**DOKUMEN SUMBER**
====

Muncul sebuah pertanyaan, apa sih bedanya
asuransi syariah dengan asuransi konvensional??
Sebuah pertanyaan yang tidak asing kita
dengar. Maka, untuk jawabnya pun sepertinya sudah tidak asing, karena sudah
sering diulang-ulang oleh dosen kita. Yang jelas letak perbedaannya bukan pada
"ketika masuk ruangan terlebih dahulu mengucapkan salam atau tidak, atau
ketika memulai aktivitasnya membaca basmalah atau tidak". Saya kira sudah
banyak literatur yang membahas tentang perbedannya. Di sini Habit Based
Education yang terdiri dari Hamzah, Budi, dan Een akan memaparkan hasil
presentasinya.
Mahadzir Ahmad, dalam artikelnya yang
berjudul Takaful Versus Insurance mengatakan bahwa Takaful sudah berjalan
selama 25 tahun berdiri pada tahun 1985 setelah undang-undang
Takaful pada tahun 1984 disahkan. Sedangkan Asuransi Konvensional
sudah berdiri sejak 100 tahun yang lalu, dalam arti Takaful atau
asuransi syariah lebih muda dibanding Asuransi konvensional.
Menurut Deputi Gubernur Bank Negara
Malaysia dalam pidatonya “Finanial Advisers Sminar on Reaping Opportunities as
Financial Advisers” yang diselenggarakan pada 18 Oktober tahun lalu
"tingkat penetrasi pasar pada tahun 2007, diukur dengan kebijakan yang
berlaku sebagai proporsi terhadap total penduduk, untuk takaful adalah 7,7%
sedangkan asuransi 40%. Meskipun asuransi konvensional lahir terlebih dahulu,
tapi perbedaan tingkat penetrasi nya cukup mencolok. Bahkan lebih, padahal
penduduk Malaysia hanya setengahnya yang beragama Islam"
Itu di Malaysia yang ummat islamnya hanya
setengah dari total penduduknya. Lalu bagaimana dengan indonesia yang hampir
80% penduduknya beragama islam??
Dengan adanya perbedaan penetrasi
tersebut, dan dengan periode yang ukup lama yaitu 25 tahun, Bukankah sudah
seharusnya ummat Islam berpindah pada takaful atau asuransi syariah?
Jawabannya, "ya seharusnya
sudah". Tapi pada kenyataannya jauh dari ideal.
Dalam artikel yang kami presentasikan pada
jumat pagi di ruang al-ghazali 2 yang merupakan terjemahan dari pada artikel
bapak Mahadzir Ahmad dikatakan bahwa ada tiga perbedaan fundamental antara
Takaful (asuransi syariah) dan Asuransi konvensional.
pertama, Polis
asuransi adalah kontrak penjualan antara perusahaan asuransi dan pemegang
polis. Premi yang dibayarkan adalah sebesar harga cakupan untuk uang
pertanggungan. Sedangkan pada. Ketika terjadi klaim dalam asuransi
konvensional, baru lah tertanggung akan mendapatkan kembali premi yang
dibayarkan. Tapi jika tidak terjadi klaim, maka dana tersebut sepenuhnya milik
perusahaan. Berbeda dengan asuransi syariah atau takaful yang premi nya dibagi
tiga porsi, porsi tabarru', porsi investasi, dan porsi ujroh atau fee untuk
perusahaan. Dana tabarru' tersebut akan diberikan kepada kita ketika kita
mengalami klaim. Namun jika tidak terjadi klaim pada periode tersebut maka
dihibahkan pada peserta asuransi yang mengalami klaim, dan kita sebagai peserta
akan mendapatkan bagian dari surplus underwriting dana tabarru' jika perusahaan
mengalami surplus. Dan sebaliknya, jika pada tahun tersebut kita sudah
mengalami klaim, maka kita tidak akan mendapatkan bagian dari surplus dana
tabarru' tersebut.

====

**DATA YANG DISEDIAKAN**
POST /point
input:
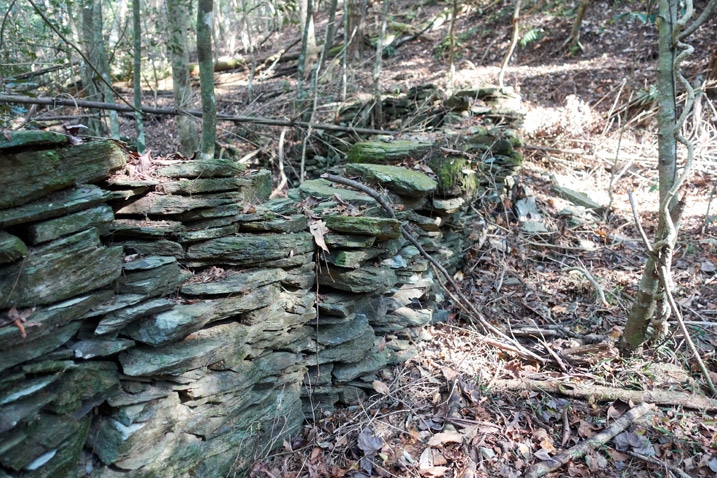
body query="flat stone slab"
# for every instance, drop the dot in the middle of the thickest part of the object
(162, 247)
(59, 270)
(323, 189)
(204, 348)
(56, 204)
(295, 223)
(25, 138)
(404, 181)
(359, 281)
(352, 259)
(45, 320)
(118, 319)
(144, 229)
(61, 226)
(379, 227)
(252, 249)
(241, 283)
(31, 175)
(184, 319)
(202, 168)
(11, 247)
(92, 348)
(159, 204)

====

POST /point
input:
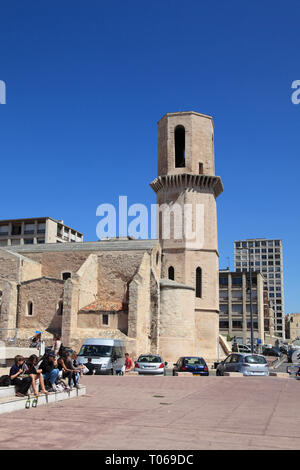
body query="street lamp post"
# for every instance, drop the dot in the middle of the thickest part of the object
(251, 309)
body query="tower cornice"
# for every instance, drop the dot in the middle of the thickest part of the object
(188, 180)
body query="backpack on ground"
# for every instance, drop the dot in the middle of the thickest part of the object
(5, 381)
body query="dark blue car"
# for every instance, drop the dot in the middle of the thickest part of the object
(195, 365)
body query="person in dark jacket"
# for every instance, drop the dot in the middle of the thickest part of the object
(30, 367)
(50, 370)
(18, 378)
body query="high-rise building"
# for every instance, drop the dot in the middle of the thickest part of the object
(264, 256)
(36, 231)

====

**LATIHAN SINGKAT 1**
Menurut teks tentang asuransi syariah, premi takaful dibagi menjadi porsi apa saja?
**LATIHAN SINGKAT 2**
Teruskan teks tentang asuransi syariah, mulai setelah kalimat terakhirnya.
Data di atas adalah bahan tersendiri yang tidak berkaitan dengan dokumen sumber.

**JAWABAN 1**
Premi takaful dibagi menjadi tiga porsi: porsi tabarru', porsi investasi, dan porsi ujroh atau fee untuk perusahaan.

**JAWABAN 2**
Kedua, Tidak ada nya persyaratan syariah-compliant yang
dikenakan pada perusahaan asuransi
sedangkan takaful harus mematuhi aturan yang
telah ditetapkan oleh syariah. Persyaratan tersebut meliputi keharusan
perusahaan asuransi memiliki departemen syariah. Perusahaan asuransi dan
takaful menggabungkan unsur tabungan dalam produk mereka dan melakukan
investasi atas nama klien. Karena perusahaan asuransi diperbolehkan untuk
berinvestasi di non-syariah sekuritas untuk menghasilkan keuntungan, namun pada
takaful atau asuransi syariah tidak diperbolehkan. Bahkan DSN MUI sudah
mencabut pernyataan "darurat" dalam menginvestasikan dana asuransi ke
non-Syariah. Pada saat umat Islam membeli polis asuransi dengan unsur tabungan,
umat islam harus Menghindari risiko yang mengandung riba, perjudian (
maisir), ketidakpastian, penipuan (gharar) dan kegiatan bisnis yang
melibatkan terlarang (haram) hal-hal seperti minuman keras, tembakau dan
pornografi.
ketiga, adanya elemen
ketidakpastian dan perjudian dalam asuransi konvensional. Contoh sederhananya
dalam kasus dimana pemegang polis yang ingin menyerahkan seluruh hidupnya dalam
dua tahun dari kontrak asuransi. Namun alam prakteknya, ia idak takan
mendapatkan apa-apa. Perlu menjadi catatan bahwa sebagian besar kontrak
asuransi saat ini tidak membawa nilai. Maka, ketika kontrak asuransi tersebut
legal menurut hukum perdata, hal tersebut tidak sesuai dengan aturan
syariah. Dalam arti gharar atau ketidakpastian hadir dalam asuransi
konvensional. Hal itu menyebabkan pemegang polis kehilangan premi nya selama
dua tahun. Hal tersebut juga dianggap sebagai perjudian karena kerugian yang
ditanggung oleh pemegang polis menjadi keuntungan bagi perusahaan asuransi.
Sementara Dalam Asuransi Syariah atau takaful, peserta akan mendapatkan kembali
semua kontribusi yang dibayarkan ke peruasahaan, dari premi yang dia bayarkan
ditambah dengan hasil investasinya.
Ulama Islam secara global telah memutuskan
bahwa asuransi seperti yang dilakukan oleh asuransi konvensional tidak sesuai
dengan syariah. Karena dalam prakteknya mengandung unsur riba, maisir dan
gharar.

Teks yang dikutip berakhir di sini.